**Record list**
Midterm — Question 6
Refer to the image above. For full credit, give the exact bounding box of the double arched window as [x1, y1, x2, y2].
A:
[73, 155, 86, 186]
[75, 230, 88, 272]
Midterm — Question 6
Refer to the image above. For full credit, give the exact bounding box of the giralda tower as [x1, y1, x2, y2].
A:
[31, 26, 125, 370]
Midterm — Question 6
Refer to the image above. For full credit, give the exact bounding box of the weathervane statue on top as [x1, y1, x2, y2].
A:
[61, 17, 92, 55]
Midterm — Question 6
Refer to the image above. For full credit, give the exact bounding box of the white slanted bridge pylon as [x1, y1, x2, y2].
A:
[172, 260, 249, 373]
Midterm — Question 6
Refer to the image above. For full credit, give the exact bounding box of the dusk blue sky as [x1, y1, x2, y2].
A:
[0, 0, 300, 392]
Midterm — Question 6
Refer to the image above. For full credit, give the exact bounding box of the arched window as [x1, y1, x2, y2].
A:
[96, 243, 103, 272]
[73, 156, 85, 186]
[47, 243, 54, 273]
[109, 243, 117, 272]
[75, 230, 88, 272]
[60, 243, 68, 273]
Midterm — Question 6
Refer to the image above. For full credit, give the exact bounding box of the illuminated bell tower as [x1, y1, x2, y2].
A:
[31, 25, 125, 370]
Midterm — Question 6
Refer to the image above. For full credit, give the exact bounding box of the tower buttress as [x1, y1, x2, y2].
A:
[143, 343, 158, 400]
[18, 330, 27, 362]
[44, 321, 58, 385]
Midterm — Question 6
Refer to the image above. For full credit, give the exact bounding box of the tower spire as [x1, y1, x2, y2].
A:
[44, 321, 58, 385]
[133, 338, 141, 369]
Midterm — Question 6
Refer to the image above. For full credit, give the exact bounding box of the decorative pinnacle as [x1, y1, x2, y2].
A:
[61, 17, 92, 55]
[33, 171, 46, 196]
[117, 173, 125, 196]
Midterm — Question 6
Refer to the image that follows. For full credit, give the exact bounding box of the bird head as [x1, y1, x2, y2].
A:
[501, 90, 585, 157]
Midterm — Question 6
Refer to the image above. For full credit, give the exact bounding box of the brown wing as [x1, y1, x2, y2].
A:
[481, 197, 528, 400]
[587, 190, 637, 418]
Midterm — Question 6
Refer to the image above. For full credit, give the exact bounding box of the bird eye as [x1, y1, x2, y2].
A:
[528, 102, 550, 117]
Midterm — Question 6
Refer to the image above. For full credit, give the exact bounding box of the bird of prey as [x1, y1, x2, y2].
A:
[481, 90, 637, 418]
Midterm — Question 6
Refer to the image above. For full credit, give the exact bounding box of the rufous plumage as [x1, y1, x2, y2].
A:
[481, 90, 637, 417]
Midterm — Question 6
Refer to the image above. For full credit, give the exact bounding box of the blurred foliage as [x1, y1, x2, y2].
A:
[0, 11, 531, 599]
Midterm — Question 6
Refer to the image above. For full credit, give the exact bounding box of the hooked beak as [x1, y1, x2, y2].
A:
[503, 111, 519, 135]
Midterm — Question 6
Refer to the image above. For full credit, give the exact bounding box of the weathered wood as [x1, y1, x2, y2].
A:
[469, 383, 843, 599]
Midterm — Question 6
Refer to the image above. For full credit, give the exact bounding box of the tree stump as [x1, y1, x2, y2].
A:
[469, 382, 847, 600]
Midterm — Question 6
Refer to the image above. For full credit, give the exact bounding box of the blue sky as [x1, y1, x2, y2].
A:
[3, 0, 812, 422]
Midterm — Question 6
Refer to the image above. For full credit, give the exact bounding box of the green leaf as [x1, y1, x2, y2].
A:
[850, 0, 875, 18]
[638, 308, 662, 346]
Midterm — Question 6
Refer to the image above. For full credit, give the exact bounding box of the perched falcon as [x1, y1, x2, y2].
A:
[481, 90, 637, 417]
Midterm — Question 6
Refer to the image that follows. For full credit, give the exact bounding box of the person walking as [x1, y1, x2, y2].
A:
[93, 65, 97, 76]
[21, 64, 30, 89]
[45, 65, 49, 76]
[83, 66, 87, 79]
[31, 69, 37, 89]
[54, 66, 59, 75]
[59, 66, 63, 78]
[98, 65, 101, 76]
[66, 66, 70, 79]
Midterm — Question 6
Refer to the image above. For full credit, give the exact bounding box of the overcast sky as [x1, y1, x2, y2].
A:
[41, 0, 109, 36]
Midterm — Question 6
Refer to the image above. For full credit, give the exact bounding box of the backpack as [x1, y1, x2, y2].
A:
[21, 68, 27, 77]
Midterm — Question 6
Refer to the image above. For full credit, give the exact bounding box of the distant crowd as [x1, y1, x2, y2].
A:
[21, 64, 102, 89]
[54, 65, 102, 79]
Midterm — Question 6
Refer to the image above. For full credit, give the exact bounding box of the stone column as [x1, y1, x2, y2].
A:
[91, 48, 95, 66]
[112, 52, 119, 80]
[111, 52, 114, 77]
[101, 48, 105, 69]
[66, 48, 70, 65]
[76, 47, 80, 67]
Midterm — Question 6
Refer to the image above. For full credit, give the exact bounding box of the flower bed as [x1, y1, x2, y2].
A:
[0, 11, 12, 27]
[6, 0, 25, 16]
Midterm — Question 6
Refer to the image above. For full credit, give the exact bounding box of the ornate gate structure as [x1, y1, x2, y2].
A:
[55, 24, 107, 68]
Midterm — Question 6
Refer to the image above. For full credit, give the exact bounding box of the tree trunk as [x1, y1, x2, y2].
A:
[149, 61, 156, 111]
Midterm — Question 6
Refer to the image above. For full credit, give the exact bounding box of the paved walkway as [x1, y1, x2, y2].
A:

**Stated task**
Format every line of the entries above as a Markdown table with two columns, Row and Line. Number each row and leave out blank lines.

**Reply to the exercise**
| Row | Line |
|---|---|
| 1 | Midterm — Question 6 |
| 2 | Refer to the image above. For full credit, give the exact bounding box of the double arched window as [x1, y1, x2, y2]. |
| 3 | A: |
| 4 | [73, 155, 86, 186] |
| 5 | [75, 230, 88, 272] |
| 6 | Midterm — Question 6 |
| 7 | Refer to the image above. For full credit, give the exact bounding box of the giralda tower as [x1, y1, x2, y2]. |
| 8 | A: |
| 9 | [31, 26, 125, 370] |
| 10 | Midterm — Question 6 |
| 11 | Refer to the image above. For full credit, give the exact bounding box of the weathervane statue on top as [x1, y1, x2, y2]. |
| 12 | A: |
| 13 | [61, 17, 92, 55] |
| 14 | Midterm — Question 6 |
| 15 | Refer to the image above. For full credit, give the exact bounding box of the white slanted bridge pylon as [x1, y1, x2, y2]. |
| 16 | A: |
| 17 | [172, 260, 249, 373] |
| 18 | Midterm — Question 6 |
| 19 | Refer to the image above. For full credit, give the exact bounding box of the dusk blue sky as [x1, y1, x2, y2]. |
| 20 | A: |
| 21 | [0, 0, 300, 392] |
| 22 | Midterm — Question 6 |
| 23 | Refer to the image above. For full credit, give the exact bounding box of the arched window as [x1, y1, x2, y2]. |
| 24 | A: |
| 25 | [96, 243, 103, 272] |
| 26 | [73, 156, 85, 186] |
| 27 | [47, 243, 54, 273] |
| 28 | [109, 243, 117, 272] |
| 29 | [75, 230, 88, 272] |
| 30 | [60, 243, 68, 273] |
| 31 | Midterm — Question 6 |
| 32 | Refer to the image above. For full credit, give the exact bounding box of the illuminated bell tower as [x1, y1, x2, y2]. |
| 33 | A: |
| 34 | [31, 25, 125, 370] |
| 35 | Midterm — Question 6 |
| 36 | Refer to the image above. For full credit, give the exact bounding box of the tower buttress as [x1, y1, x2, y2]. |
| 37 | A: |
| 38 | [143, 343, 158, 400] |
| 39 | [18, 330, 27, 362] |
| 40 | [44, 321, 58, 385] |
| 41 | Midterm — Question 6 |
| 42 | Refer to the image above. For full credit, give the exact bounding box of the tower spire as [x1, y1, x2, y2]. |
| 43 | A: |
| 44 | [44, 321, 58, 385] |
| 45 | [133, 338, 141, 369] |
| 46 | Midterm — Question 6 |
| 47 | Refer to the image above. For full credit, give the exact bounding box of the decorative pinnacle as [x1, y1, x2, y2]. |
| 48 | A: |
| 49 | [61, 17, 92, 55] |
| 50 | [33, 171, 46, 196] |
| 51 | [117, 173, 125, 196] |
| 52 | Midterm — Question 6 |
| 53 | Refer to the image that follows. For full credit, give the exact bounding box of the bird head as [x1, y1, x2, y2]. |
| 54 | A: |
| 55 | [501, 90, 585, 157] |
| 56 | Midterm — Question 6 |
| 57 | Refer to the image above. For full credit, give the exact bounding box of the brown wing as [x1, y1, x2, y2]. |
| 58 | A: |
| 59 | [481, 197, 528, 400] |
| 60 | [587, 190, 637, 418] |
| 61 | Midterm — Question 6 |
| 62 | Refer to the image above. For full credit, give the exact bounding box of the bird eye as [x1, y1, x2, y2]. |
| 63 | A: |
| 64 | [528, 102, 550, 117] |
| 65 | Midterm — Question 6 |
| 66 | Refer to the image above. For full credit, give the exact bounding box of the bird of prey as [x1, y1, x2, y2]. |
| 67 | A: |
| 68 | [481, 90, 637, 418] |
| 69 | Midterm — Question 6 |
| 70 | Refer to the image above. For full credit, give the exact bounding box of the rufous plumage as [x1, y1, x2, y2]. |
| 71 | A: |
| 72 | [481, 90, 637, 417] |
| 73 | Midterm — Question 6 |
| 74 | Refer to the image above. For full credit, give the exact bounding box of the blurred foliage as [x1, y1, x2, y2]. |
| 75 | A: |
| 76 | [0, 11, 531, 599] |
| 77 | Midterm — Question 6 |
| 78 | Refer to the image above. For full credit, give the exact bounding box of the hooked beak as [x1, y1, x2, y2]. |
| 79 | A: |
| 80 | [503, 111, 519, 135] |
| 81 | Midterm — Question 6 |
| 82 | Refer to the image above. For full credit, give the exact bounding box of the weathered wood as [x1, y1, x2, y2]. |
| 83 | A: |
| 84 | [469, 383, 843, 599] |
| 85 | Midterm — Question 6 |
| 86 | Refer to the image above. For full credit, give the exact bounding box of the tree stump as [x1, y1, x2, y2]. |
| 87 | A: |
| 88 | [469, 382, 847, 600] |
| 89 | Midterm — Question 6 |
| 90 | Refer to the image above. For full credit, give the exact bounding box of the blue sky as [x1, y1, x2, y2]. |
| 91 | A: |
| 92 | [3, 0, 812, 422] |
| 93 | Midterm — Question 6 |
| 94 | Refer to the image above. For full credit, give the exact bounding box of the green leaf as [x1, y1, x2, y2]. |
| 95 | A: |
| 96 | [850, 0, 875, 18] |
| 97 | [638, 308, 662, 346] |
| 98 | Midterm — Question 6 |
| 99 | Refer to the image above. For full credit, give the exact bounding box of the perched falcon as [x1, y1, x2, y2]. |
| 100 | A: |
| 101 | [481, 90, 637, 417] |
| 102 | Midterm — Question 6 |
| 103 | Refer to the image that follows. For full credit, give the exact bounding box of the person walking as [x1, y1, x2, y2]. |
| 104 | A: |
| 105 | [93, 65, 97, 76] |
| 106 | [21, 64, 30, 89] |
| 107 | [45, 65, 49, 76] |
| 108 | [83, 66, 87, 79] |
| 109 | [31, 69, 37, 89] |
| 110 | [54, 66, 59, 75] |
| 111 | [59, 66, 63, 78] |
| 112 | [98, 65, 101, 76] |
| 113 | [66, 66, 70, 79] |
| 114 | Midterm — Question 6 |
| 115 | Refer to the image above. For full credit, give the exact bounding box of the overcast sky as [x1, y1, x2, y2]. |
| 116 | A: |
| 117 | [41, 0, 109, 36] |
| 118 | Midterm — Question 6 |
| 119 | Refer to the image above. For full credit, give the exact bounding box of the backpack as [x1, y1, x2, y2]. |
| 120 | A: |
| 121 | [21, 68, 27, 77] |
| 122 | Midterm — Question 6 |
| 123 | Refer to the image above. For full credit, give the exact bounding box of the distant crowd as [x1, y1, x2, y2]. |
| 124 | A: |
| 125 | [21, 64, 102, 89] |
| 126 | [54, 65, 102, 79] |
| 127 | Midterm — Question 6 |
| 128 | Refer to the image above. For full credit, give the exact bounding box of the stone column as [x1, y1, x2, y2]. |
| 129 | A: |
| 130 | [91, 48, 95, 66] |
| 131 | [112, 52, 119, 80] |
| 132 | [111, 52, 114, 77] |
| 133 | [101, 48, 105, 69] |
| 134 | [66, 48, 70, 65] |
| 135 | [76, 47, 80, 67] |
| 136 | Midterm — Question 6 |
| 137 | Refer to the image above. For full credit, give the exact bounding box of the flower bed as [x1, y1, x2, y2]. |
| 138 | A: |
| 139 | [0, 11, 12, 27] |
| 140 | [6, 0, 25, 16] |
| 141 | Midterm — Question 6 |
| 142 | Refer to the image above. For full credit, give the exact bounding box of the ornate gate structure as [x1, y1, x2, y2]. |
| 143 | A: |
| 144 | [55, 24, 107, 68] |
| 145 | Midterm — Question 6 |
| 146 | Refer to the image above. For full credit, give the exact bounding box of the tree trunk as [x1, y1, x2, y2]. |
| 147 | A: |
| 148 | [149, 61, 156, 111] |
| 149 | Midterm — Question 6 |
| 150 | Refer to the image above. For full credit, give the exact bounding box of the paved walkway as [x1, y1, x2, y2]. |
| 151 | A: |